Task item:
The answer should be the records below, word for word, with every image left out.

Provided records:
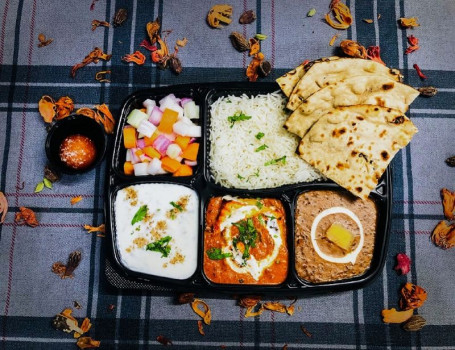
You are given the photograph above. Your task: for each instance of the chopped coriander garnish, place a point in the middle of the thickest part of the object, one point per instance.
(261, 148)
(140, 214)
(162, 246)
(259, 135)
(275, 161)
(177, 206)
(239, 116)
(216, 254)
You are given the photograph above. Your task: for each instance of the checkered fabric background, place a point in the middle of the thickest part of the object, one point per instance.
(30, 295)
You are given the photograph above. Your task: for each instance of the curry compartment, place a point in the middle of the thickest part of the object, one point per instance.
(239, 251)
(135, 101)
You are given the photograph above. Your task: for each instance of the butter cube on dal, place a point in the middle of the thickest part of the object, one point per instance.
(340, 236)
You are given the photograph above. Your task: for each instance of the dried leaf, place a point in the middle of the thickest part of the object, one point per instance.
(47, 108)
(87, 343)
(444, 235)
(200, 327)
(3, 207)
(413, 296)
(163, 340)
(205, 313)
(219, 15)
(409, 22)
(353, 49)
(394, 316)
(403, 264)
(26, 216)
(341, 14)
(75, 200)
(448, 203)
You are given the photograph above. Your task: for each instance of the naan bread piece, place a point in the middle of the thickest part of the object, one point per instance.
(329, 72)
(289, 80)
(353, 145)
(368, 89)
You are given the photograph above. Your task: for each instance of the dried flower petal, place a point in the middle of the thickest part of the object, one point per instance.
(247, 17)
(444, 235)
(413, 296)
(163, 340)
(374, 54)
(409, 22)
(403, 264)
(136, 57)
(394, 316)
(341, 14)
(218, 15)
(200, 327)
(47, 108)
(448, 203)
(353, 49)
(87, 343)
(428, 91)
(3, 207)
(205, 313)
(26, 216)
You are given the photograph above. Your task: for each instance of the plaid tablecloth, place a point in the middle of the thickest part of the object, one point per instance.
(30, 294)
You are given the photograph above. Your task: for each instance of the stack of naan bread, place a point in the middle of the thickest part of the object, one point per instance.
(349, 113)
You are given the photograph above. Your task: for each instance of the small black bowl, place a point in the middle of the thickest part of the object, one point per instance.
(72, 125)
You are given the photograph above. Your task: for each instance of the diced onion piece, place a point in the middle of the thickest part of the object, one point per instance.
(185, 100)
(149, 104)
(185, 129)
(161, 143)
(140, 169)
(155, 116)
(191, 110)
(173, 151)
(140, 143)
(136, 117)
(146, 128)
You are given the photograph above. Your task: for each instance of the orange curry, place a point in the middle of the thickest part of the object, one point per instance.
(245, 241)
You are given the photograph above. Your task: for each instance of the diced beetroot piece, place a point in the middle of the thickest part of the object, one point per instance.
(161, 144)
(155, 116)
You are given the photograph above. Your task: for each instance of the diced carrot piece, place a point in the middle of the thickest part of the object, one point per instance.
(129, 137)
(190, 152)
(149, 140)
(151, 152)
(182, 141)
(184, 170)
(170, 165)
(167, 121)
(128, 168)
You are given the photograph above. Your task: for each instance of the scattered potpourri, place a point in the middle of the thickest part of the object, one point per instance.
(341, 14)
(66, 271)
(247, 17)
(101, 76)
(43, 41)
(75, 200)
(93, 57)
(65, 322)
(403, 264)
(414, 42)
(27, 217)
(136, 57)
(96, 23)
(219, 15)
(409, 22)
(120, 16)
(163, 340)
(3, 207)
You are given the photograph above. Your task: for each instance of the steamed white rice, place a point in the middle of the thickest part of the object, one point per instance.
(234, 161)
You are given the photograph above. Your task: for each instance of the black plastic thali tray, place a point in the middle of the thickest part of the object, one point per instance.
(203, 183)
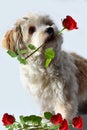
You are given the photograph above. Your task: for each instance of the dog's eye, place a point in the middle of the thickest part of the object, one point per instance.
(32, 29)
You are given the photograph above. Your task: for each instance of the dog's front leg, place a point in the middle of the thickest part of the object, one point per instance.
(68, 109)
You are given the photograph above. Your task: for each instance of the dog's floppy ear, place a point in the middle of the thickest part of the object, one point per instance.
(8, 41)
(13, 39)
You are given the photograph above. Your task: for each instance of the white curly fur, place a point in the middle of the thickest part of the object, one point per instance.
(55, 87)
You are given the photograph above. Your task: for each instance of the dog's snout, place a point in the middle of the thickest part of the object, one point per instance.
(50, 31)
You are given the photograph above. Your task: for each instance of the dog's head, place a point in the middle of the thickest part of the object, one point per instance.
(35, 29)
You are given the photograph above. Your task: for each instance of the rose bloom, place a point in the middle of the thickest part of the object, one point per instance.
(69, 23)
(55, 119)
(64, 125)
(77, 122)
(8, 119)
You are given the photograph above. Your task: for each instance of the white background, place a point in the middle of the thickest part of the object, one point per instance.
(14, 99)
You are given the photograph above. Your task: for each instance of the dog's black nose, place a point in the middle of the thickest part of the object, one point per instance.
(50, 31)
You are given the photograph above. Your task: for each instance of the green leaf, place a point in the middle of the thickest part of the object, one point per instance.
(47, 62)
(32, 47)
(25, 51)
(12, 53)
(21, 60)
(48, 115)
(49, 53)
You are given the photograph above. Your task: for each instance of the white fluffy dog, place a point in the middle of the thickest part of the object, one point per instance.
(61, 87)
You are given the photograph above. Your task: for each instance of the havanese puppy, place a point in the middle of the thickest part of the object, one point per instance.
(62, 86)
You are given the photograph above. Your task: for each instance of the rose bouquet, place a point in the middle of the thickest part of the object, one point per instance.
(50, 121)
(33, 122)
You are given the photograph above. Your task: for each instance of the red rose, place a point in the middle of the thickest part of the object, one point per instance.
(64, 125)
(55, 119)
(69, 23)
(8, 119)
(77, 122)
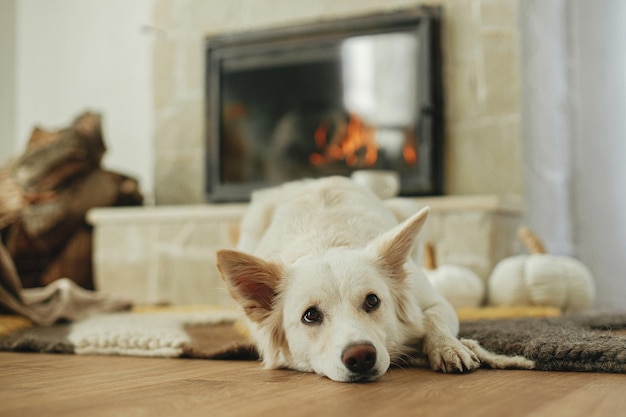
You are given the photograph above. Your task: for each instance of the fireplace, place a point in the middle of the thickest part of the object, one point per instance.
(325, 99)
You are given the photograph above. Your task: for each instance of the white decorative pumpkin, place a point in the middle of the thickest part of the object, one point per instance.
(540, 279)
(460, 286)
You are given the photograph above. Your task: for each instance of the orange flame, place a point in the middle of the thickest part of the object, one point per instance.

The answer:
You are given the photograph above. Your task: for each instance of the chopped coriander garnish, place a point in the middle of the thickest part of the object, one point per instance.
(261, 148)
(140, 214)
(162, 246)
(259, 135)
(275, 161)
(177, 206)
(239, 116)
(216, 254)
You are given the photograph above. Your task: for each instance of the checkered fabric background, place a point in the middle of the thickest part of the object, one point per instance.
(30, 295)
You are given the photograph above. Your task: for each instance of the curry compartment, place a point in the middle of the thickest part of the object, one point per instance.
(239, 251)
(135, 101)
You are given the photograph above. Your task: for each instance of the butter cube on dal, place a point in the middle of the thickest part of the object, one point per instance.
(340, 236)
You are given the photograph above. Your task: for each instance of the dried leaf, place a point in the middle of the thickest part of the object, one point per instance.
(47, 108)
(87, 343)
(444, 235)
(200, 327)
(3, 207)
(413, 296)
(163, 340)
(205, 313)
(219, 15)
(409, 22)
(353, 49)
(394, 316)
(403, 264)
(26, 216)
(341, 14)
(75, 200)
(448, 203)
You are given the photograph above. Your task: for each instance of the naan bread piece, place a point in the middle of the thickest part of the object, one point per instance.
(329, 72)
(289, 80)
(353, 145)
(368, 89)
You are given the photograph above. Your task: for each instance of the dried flower petal, place a point in the middle of the thickest part of the object, one point per instance.
(247, 17)
(444, 235)
(413, 296)
(163, 340)
(374, 54)
(409, 22)
(403, 264)
(136, 57)
(394, 316)
(341, 14)
(218, 15)
(200, 327)
(47, 108)
(448, 203)
(353, 49)
(87, 343)
(428, 91)
(3, 207)
(205, 313)
(26, 216)
You are given the photograph above. Your task: for each instance of the plaid tablecloth, place a point in the middle of the thickest part of the object, one point per instance.
(30, 294)
You are given the photograph above. Your task: for each instance of the stack of naan bread, place a point in the middle of the thickest part of the object, one point per instance.
(349, 113)
You are given the photograph above. Your task: for each instance of the small black bowl, place a point in the middle of the thickest part of the object, one point per instance.
(72, 125)
You are given the photograph above. Your task: for each instance of the diced onion piece, place a point in the middle of the thickest part of the object, one point per instance.
(185, 100)
(149, 104)
(185, 129)
(161, 143)
(140, 169)
(155, 116)
(191, 110)
(173, 151)
(140, 143)
(136, 117)
(146, 128)
You are given the photograph above. Your task: for each instance of the orange curry, place a point in the middle of the thickest part of the object, one point per instance.
(245, 241)
You are given the photograph above. Your task: for each instance of the diced beetroot piece, place a point in the middle of the thickest part of the object, one point per instance.
(161, 144)
(155, 116)
You are given the photograph above. Your task: for each instance of the diced carrot piece, place a point in the middle of the thickest part of the object, one point per instance.
(129, 137)
(190, 152)
(149, 140)
(151, 152)
(182, 141)
(184, 170)
(170, 165)
(167, 121)
(128, 168)
You are given the photograph above. Your task: for each instance of the scattered potpourri, place a point in the middle of the thickest part of the object, one point per instance.
(341, 14)
(66, 271)
(247, 17)
(101, 76)
(43, 41)
(75, 200)
(93, 57)
(65, 322)
(403, 264)
(414, 42)
(27, 217)
(136, 57)
(96, 23)
(219, 15)
(409, 22)
(120, 16)
(163, 340)
(3, 207)
You are given the photograph above. Your task: for each instance of the steamed white rice, place a point in the middle of the thickest part of the object, one point per instance.
(234, 161)
You are given the photograph above. Your task: for each instance of the black plastic thali tray, place a point in the middle of the thickest part of the object, one point per instance.
(203, 183)
You are given the photograph above. Your task: for each instance of the dog's eye, place a point in the middle of the thickest part of the object, one point per instance.
(32, 29)
You are given the photograph above. Your task: for each instance of the dog's front leg, place a point in the middle of the thickest part of the object, one point per instance.
(68, 109)
You are given the photograph above. Your task: for each instance of the dog's floppy ear, place a point in the middle of the thickest part of the object, one point per instance.
(8, 41)
(13, 39)
You are given the photograph above. Your task: for each instance of the white curly fur, place a point in the middle of the thickest part of the object, one point per instance.
(55, 87)
You are given the photograph above. Your task: for each instance of the dog's snout, place a point in the middle of the thickest part of the object, one point per instance.
(50, 31)
You are given the photograph above. Your task: for each instance of the dog's head, place a point in the middle of the thickest part of the object, one point per instance.
(35, 29)
You are given the photograph above. Your task: for each instance of the rose bloom, place a point in the middle of the thickest part of the object, one point per instance.
(69, 23)
(55, 119)
(64, 125)
(77, 122)
(8, 119)
You are given the photograph above. Your task: for each instance of the white background, place a point in the middle of the thickest part of the object, one point per instance.
(14, 99)
You are given the photograph above. Your task: for each instance of the dog's black nose, place a point in the middle of the thickest part of the object, one point per instance.
(50, 31)
You are given the photograph above. Your task: for each instance of the green leaf, place a point in the middle of the thickest part of the object, one point per instance.
(47, 62)
(32, 47)
(25, 51)
(12, 53)
(21, 60)
(48, 115)
(49, 53)
You are given the photograph above. Your task: for each instance of the white fluffy dog, place a point in the middle of the thickest part of the object, one point per instance.
(61, 87)
You are given the photograph above. Your task: for each instance of the havanese puppy, place a point in the middle of the thickest part of the object, one point per instance.
(62, 86)
You are given the photograph above. Your task: for each instance of the rose bouquet, place a point in the middle of the thickest part of the object, one point per instance.
(50, 121)
(33, 122)
You are given the photograph above. Your task: for each instance of the red rose, place a point in the middle of the thickest part of the object, one point per instance.
(64, 125)
(55, 119)
(69, 23)
(8, 119)
(77, 122)
You are given the photograph above. Your task: for each instance of the fireplace, place a point in the middle of the thickest part of the object, one point per instance.
(325, 99)
You are given the photograph above. Your task: for each instance of the white decorative pumpkin, place a point in the middle of the thickest part of the object, one point per instance.
(540, 279)
(460, 286)
You are given the photograph above. Your task: for each instance of the orange flame, place a point in the middle of the thickest part of the object, one point per instance.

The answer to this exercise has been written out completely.